▶ TASK DETAILS:
Answer these questions from the indexing lesson:
1. How many pages from disk must be read to find any row when a table of 10 million rows has a B-tree index?
2. What two things can hash indexes not support?
3. What rule makes column order matter in a composite index?

▶ GIVEN PASSAGE:

═══

Database Design & SQL Mastery

Indexing, Query Optimization & Transactions

5 min read

Indexes, query plans, and transaction safety are the topics where backend interviews go from surface-level to deep. This lesson covers how indexes work internally, how to read query plans, and how databases guarantee data integrity under concurrent access.

B-tree Indexes: The Default Workhorse

B-tree (balanced tree) is the default index type in PostgreSQL, MySQL, and most relational databases. It keeps data sorted and allows searches, insertions, and deletions in O(log n) time.

How a B-tree Works

A B-tree is a self-balancing tree where:

  • Internal nodes store keys and pointers to child nodes
  • Leaf nodes store keys and pointers to actual table rows (heap tuples)
  • All leaf nodes are at the same depth, guaranteeing O(log n) lookups
  • Leaf nodes are linked together in a doubly-linked list, enabling efficient range scans

For a table with 10 million rows, a B-tree index typically has 3-4 levels deep. Finding any row requires reading only 3-4 pages from disk.

-- Creates a B-tree index (default type)
CREATE INDEX idx_orders_created_at ON orders(created_at);

-- B-tree supports: =, <, >, <=, >=, BETWEEN, IN, IS NULL
-- Also supports ORDER BY without an additional sort step
SELECT * FROM orders
WHERE created_at BETWEEN '2026-01-01' AND '2026-01-31'
ORDER BY created_at DESC;

Hash Indexes

Hash indexes use a hash function to map keys to buckets. They are only useful for equality lookups and cannot support range queries or sorting.

CREATE INDEX idx_users_email_hash ON users USING hash(email);

-- Good: exact match (O(1) average)
SELECT * FROM users WHERE email = 'user@example.com';

-- CANNOT use hash index: range query
SELECT * FROM users WHERE email > 'a' AND email < 'm';

When to use hash indexes: Only when you exclusively query by exact equality on a column and need slightly faster lookups than B-tree. In practice, B-tree is almost always preferred because the performance difference is marginal while B-tree is far more versatile.

Composite Indexes and the Leftmost Prefix Rule

A composite index covers multiple columns. The column order matters critically due to the leftmost prefix rule.

═══

▶ EXTRACTED MATERIAL:
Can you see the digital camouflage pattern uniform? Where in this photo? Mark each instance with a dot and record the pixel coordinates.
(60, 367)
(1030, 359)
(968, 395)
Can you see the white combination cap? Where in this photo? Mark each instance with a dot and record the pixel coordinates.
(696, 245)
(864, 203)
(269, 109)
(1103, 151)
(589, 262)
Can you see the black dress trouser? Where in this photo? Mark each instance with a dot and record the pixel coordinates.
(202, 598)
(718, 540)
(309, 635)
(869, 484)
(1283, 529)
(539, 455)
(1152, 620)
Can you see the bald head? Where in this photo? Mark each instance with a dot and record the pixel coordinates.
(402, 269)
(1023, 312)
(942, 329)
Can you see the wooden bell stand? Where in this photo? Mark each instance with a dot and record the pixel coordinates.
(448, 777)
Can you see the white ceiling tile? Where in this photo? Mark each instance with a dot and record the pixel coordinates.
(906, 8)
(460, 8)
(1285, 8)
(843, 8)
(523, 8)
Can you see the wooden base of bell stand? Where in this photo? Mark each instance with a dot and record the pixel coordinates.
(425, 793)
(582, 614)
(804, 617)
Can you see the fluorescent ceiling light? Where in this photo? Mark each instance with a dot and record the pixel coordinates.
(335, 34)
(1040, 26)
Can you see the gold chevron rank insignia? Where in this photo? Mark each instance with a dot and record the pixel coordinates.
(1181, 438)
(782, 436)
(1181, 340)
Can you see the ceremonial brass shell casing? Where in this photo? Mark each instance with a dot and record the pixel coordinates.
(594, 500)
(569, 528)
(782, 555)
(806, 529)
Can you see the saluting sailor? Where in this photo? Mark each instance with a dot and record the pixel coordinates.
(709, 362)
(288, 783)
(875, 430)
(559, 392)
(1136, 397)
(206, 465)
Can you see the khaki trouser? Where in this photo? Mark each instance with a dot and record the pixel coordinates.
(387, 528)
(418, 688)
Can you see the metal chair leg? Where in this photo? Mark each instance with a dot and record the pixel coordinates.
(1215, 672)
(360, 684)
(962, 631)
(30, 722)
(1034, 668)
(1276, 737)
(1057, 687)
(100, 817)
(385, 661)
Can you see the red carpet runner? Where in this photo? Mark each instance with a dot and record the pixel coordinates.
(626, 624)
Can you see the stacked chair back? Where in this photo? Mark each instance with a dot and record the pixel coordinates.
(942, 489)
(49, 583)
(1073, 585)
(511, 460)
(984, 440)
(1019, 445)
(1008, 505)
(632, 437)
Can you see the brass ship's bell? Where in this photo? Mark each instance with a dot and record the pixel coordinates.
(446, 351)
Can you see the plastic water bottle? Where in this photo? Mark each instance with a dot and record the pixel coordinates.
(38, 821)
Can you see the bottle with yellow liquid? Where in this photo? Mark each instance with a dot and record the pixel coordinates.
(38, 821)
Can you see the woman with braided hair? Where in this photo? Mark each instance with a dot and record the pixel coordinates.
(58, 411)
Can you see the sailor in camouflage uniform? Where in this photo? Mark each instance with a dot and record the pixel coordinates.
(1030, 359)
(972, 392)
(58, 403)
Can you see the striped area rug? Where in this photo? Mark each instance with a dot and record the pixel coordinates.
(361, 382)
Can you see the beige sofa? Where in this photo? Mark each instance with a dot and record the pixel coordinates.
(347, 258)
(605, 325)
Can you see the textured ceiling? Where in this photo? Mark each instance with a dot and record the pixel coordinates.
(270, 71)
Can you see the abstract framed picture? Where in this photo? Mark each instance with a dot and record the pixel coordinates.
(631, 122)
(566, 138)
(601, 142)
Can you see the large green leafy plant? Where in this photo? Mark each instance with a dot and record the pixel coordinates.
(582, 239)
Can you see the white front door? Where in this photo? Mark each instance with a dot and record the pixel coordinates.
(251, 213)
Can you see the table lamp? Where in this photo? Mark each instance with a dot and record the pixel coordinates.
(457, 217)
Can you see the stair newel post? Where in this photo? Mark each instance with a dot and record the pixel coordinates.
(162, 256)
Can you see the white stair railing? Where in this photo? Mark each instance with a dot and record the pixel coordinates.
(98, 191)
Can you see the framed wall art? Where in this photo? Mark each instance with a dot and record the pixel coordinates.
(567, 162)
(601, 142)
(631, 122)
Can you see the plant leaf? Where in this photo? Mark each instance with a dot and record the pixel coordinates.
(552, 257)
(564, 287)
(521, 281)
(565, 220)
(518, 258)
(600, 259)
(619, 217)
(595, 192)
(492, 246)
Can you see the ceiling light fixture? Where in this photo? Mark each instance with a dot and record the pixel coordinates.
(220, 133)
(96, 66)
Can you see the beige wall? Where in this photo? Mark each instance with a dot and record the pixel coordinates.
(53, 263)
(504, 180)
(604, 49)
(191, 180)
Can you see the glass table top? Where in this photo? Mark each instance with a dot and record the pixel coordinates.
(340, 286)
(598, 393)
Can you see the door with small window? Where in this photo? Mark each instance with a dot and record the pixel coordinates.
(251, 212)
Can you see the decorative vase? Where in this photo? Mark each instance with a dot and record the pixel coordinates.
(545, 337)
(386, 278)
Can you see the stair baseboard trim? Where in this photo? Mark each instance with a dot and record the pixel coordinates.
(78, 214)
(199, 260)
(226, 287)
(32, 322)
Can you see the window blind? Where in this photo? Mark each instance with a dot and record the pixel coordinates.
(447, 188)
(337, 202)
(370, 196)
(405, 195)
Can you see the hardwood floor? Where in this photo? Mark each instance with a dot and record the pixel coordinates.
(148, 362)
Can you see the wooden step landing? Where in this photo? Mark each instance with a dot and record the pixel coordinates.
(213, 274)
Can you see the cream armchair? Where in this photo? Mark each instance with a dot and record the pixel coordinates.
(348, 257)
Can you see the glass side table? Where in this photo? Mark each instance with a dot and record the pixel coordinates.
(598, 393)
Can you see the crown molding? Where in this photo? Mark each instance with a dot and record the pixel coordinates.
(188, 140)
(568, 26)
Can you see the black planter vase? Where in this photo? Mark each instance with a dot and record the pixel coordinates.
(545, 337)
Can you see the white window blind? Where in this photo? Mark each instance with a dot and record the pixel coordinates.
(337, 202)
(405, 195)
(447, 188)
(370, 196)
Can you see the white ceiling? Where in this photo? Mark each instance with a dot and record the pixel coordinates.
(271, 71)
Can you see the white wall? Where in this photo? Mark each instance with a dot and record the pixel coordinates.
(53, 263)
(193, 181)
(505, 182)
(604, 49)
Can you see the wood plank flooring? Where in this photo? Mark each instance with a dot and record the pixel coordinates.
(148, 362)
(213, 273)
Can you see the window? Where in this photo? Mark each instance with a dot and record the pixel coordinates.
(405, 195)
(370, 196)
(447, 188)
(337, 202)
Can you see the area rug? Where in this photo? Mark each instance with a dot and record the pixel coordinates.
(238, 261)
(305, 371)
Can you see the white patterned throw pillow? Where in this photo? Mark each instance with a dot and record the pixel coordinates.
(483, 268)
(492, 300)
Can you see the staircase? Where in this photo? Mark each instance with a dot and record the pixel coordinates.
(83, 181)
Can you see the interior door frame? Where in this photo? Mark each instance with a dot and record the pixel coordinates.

═══

▶ WRITTEN ANSWER:
1. Only 3-4 pages.
2. Range queries and sorting.
3. The leftmost prefix rule.